**WORK INSTRUCTIONS**
[A] Using the essay on for-profit career colleges, answer each question:
(i) Who, according to the essay, explained that post-secondary education is still the key to social mobility?
(ii) Which school did Laura settle on?
(iii) Which two low-end certificated employment programs does the essay name as UEI specialties?
[B] Write the next part of the essay on for-profit career colleges, picking up after its final sentence.

**DOCUMENT SECTION**
************

The Career College Cancer; Destroying Lives for Profit

Social Mobility, the ability to get a leg up and leverage a foothold on the ladder into vertical motion, is the holy grail for anybody who works with or lives in poverty.

For those that subsist on the ground floor, beneath the bottom rung of the American ladder, whether millionaires pay their fair share is less important than rent.

Today, Arne Duncan explained that post-secondary education is still the key to social mobility in this country. He told the American People that "Going to college, by far, is the best long-term investment any individual can make for their future."

Now, many of my students aren't even sure that they can (or even want to) finish high school. My classroom is filled with second-chancers who have already lost the ability to graduate in the traditional fashion, so when one of them comes around and decides that they want to go to college, it's a moment of celebration and it becomes our job to breathe energy into whatever has kindled the small flame inside.

But that's hard to do when college often means Everest, Devry, AI, or UEI.

A few days ago Laura, one of my students, came in to show me something. She was excited. She'd been researching colleges and had settled on one. She pulled out a brochure and my heart sank. She wants to go to UEI.

If you've not heard of it, you can use any one of the thousand other for-profit career-technical schools as a reference point. UEI specializes -- as many of them do -- in low-end certificated employment programs like "Criminal Justice" (TSA Screening, Gaming Observer, Security Guard) and Business Office Administration (secretarial school).

"What do you think?" she asked.

What do I think? I think that we need to be more specific when we talk about post-secondary education being the key to social mobility.

I think the same thing I think when any predator snags new prey. I think the same thing I do when anybody falls for a cheap line. I think the same thing I do when somebody I know tells me that they're reading Dianetics.

What do I think?

I think the for-profit post-secondary education industry is the single most horrible thing to happen to education and social mobility in this country in the last generation.

Education may be the key to social mobility, but education is not what the for-profit colleges offer.

************

**PROVIDED INFORMATION**
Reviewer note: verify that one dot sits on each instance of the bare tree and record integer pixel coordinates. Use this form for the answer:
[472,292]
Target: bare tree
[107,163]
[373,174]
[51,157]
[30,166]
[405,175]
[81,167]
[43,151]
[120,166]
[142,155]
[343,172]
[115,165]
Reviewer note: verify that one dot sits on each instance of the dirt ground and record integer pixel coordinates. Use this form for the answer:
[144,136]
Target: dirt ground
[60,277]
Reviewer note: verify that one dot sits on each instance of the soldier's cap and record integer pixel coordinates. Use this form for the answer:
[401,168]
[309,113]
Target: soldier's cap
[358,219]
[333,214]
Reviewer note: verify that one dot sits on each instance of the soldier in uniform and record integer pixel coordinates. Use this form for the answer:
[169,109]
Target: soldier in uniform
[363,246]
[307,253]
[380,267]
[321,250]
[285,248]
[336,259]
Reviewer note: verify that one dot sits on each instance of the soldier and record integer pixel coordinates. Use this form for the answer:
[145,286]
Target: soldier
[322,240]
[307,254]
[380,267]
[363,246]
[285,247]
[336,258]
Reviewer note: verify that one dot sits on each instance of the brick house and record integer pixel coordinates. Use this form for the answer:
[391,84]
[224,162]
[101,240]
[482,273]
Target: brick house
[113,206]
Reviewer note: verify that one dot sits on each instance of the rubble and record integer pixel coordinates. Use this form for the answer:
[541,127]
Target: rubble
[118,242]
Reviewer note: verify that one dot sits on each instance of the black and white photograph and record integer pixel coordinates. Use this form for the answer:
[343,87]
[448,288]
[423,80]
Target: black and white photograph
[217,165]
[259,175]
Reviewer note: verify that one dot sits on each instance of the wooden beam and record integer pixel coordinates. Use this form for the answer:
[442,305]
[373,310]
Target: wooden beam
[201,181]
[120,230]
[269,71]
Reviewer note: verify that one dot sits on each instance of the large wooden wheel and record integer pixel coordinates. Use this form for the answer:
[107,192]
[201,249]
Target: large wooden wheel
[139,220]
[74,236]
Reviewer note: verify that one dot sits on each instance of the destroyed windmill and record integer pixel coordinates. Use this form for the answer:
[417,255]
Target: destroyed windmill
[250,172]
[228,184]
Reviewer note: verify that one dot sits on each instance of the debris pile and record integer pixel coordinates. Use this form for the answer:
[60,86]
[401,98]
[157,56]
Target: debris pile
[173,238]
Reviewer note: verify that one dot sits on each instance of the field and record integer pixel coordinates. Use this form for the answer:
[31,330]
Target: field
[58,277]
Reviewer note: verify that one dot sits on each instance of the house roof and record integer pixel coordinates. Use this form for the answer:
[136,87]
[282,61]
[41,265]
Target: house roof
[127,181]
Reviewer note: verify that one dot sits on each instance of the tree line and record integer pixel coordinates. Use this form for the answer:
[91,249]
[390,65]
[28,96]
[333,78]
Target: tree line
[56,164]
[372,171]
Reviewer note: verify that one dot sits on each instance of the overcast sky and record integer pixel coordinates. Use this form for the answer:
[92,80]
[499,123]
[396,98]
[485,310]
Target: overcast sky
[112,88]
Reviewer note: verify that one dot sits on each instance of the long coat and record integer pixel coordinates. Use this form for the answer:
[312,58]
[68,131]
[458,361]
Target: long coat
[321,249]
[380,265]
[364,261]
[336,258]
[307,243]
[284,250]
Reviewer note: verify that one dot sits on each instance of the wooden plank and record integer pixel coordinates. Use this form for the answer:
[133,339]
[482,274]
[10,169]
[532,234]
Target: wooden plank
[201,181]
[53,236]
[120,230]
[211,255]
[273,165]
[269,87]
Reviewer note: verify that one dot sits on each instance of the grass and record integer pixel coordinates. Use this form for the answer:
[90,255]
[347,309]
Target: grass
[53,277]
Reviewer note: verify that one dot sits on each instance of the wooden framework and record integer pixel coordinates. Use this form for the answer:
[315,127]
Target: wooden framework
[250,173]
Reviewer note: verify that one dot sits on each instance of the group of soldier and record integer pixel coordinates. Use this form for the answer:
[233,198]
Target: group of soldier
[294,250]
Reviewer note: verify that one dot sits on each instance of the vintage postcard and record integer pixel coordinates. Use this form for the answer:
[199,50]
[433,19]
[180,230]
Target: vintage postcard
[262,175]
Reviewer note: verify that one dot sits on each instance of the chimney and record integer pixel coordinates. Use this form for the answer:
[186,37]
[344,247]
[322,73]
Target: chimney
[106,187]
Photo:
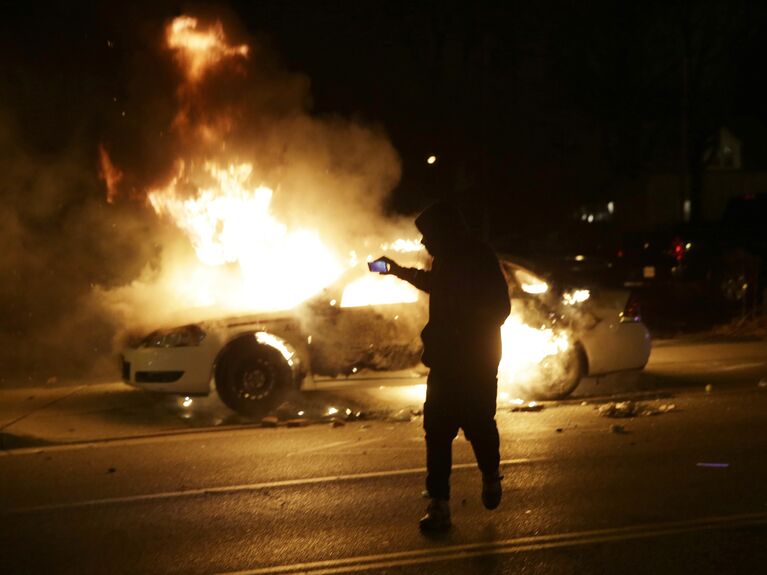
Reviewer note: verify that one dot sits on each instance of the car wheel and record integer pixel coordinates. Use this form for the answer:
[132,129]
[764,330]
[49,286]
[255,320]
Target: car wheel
[252,378]
[560,375]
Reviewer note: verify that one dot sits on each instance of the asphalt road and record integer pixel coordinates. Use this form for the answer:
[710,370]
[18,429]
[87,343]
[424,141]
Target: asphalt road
[679,492]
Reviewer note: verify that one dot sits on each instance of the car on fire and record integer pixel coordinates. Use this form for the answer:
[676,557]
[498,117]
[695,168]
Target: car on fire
[253,361]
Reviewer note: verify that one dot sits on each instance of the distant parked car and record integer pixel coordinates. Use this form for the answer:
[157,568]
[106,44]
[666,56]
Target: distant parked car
[253,360]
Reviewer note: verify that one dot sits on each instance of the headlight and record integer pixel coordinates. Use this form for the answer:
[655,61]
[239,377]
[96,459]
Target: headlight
[185,336]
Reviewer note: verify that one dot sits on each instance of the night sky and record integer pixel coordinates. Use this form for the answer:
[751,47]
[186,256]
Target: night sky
[527,105]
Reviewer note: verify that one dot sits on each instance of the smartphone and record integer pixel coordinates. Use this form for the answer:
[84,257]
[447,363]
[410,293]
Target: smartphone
[379,266]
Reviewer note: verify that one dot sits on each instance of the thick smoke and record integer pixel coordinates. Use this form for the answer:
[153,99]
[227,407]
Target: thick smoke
[61,244]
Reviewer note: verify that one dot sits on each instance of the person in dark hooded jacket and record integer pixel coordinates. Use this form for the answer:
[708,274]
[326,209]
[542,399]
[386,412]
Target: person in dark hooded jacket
[468,303]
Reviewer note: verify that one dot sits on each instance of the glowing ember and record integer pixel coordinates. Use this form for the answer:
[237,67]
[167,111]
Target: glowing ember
[576,297]
[531,283]
[200,49]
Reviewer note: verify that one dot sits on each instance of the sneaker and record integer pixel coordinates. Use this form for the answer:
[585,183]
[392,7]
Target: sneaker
[491,490]
[437,518]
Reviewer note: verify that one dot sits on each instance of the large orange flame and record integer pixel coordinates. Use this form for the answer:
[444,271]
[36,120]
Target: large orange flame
[200,49]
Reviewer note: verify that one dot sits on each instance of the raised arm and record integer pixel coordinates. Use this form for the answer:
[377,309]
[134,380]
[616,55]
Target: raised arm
[419,278]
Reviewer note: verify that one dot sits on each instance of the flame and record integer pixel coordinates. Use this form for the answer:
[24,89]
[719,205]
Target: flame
[576,297]
[229,221]
[197,49]
[109,173]
[525,348]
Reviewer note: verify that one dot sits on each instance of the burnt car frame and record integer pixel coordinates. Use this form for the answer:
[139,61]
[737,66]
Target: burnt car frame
[253,361]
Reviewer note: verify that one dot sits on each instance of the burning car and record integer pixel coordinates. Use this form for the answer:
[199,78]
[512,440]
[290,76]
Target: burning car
[362,331]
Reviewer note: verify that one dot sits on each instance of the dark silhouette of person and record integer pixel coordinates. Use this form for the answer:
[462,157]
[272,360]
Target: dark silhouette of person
[468,303]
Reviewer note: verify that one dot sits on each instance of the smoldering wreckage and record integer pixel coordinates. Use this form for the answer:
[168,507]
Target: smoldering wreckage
[302,312]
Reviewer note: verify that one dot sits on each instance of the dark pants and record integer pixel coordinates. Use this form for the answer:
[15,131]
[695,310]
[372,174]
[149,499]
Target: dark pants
[458,403]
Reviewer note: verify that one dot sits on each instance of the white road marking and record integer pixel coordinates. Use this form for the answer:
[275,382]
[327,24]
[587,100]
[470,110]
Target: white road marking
[508,546]
[244,488]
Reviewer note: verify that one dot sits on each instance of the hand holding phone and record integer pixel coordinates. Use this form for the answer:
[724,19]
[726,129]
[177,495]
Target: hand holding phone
[379,266]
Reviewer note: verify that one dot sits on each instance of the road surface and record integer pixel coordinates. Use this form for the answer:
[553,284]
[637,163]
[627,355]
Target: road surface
[679,492]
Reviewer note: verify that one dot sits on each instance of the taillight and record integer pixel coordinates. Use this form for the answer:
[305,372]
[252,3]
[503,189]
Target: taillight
[632,310]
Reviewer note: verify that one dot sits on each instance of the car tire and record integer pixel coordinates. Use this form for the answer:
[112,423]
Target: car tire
[560,378]
[252,378]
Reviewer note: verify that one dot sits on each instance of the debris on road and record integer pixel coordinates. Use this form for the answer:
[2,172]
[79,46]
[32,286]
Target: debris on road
[620,409]
[633,409]
[401,415]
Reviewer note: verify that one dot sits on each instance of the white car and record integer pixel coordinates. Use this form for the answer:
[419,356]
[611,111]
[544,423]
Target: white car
[254,360]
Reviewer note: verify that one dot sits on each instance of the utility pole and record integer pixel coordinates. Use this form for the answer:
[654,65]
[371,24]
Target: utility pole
[684,160]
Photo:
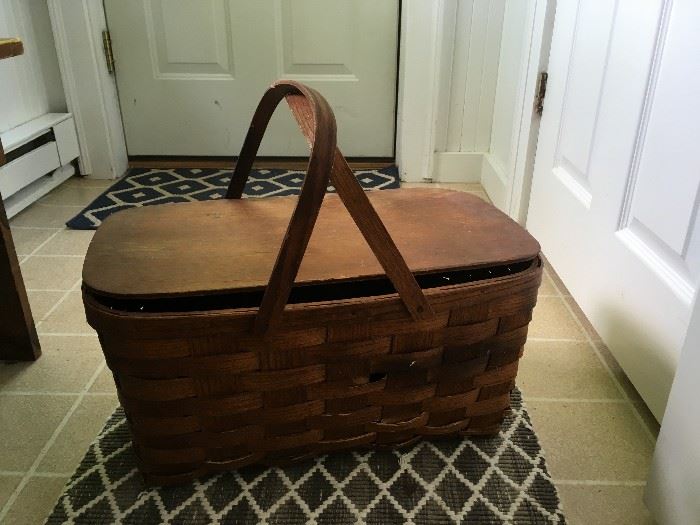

************

**TASK RESULTS**
[A]
(i) Arne Duncan
(ii) UEI
(iii) "Criminal Justice" and Business Office Administration

[B]
Education cannot be done for a profit because education, the process of taking somebody who is knowledgeless and unskilled and transforming them into a skilled and knowledgeable contributor to society, is definitionally unprofitable. The people that require education require it because they do not yet have the capacity to earn. A For-Profit University cannot make money educating people, so therefore their mission is not fulfilled through education.

The for-profit nature of the institution's mission means that education is not an end product, but a means by which the institution can reap profit. And since their students are low-yield on that front, the school's chief focus is not on them. The institution's chief focus must be on the students'money-gathering properties.

Recently, the General Accounting Office investigated the for-profit university scams. They focused on 15 colleges and found that all 15 engaged in deceptive and misleading practices. Four of the fifteen engaged in outright fraud. Even Wall Street is souring on the for-profits because the model is truly unsustainable without rampant dishonesty.

Laura, just like most all of their other students, will have to take out loans and the school will do whatever it can to ensure that she receives them, including fraud, deceit, and trickery.

And what she will receive in return for her ability to gather money for her corporate master is a debt load and a useless degree that will trap her permanently in the underclass.

$10,000 in debt in order to earn $15 per hour.

$10,000 in debt to learn skills similar to the ones that we used to teach in public school vocational programs.

A poor girl will go $10,000 in debt in order to support corporate profit.

Fuck For-Profit Colleges.

That's what I think, but what do I say?

"I think it's good to be looking at college, Laura, but are you sure that this is the one you want?"

She is. She wants to do Dental Assistant.

I nod and suggest we look at the website. I pull it up and we begin to go through what she will need to do for her degree. It's an 8-month program.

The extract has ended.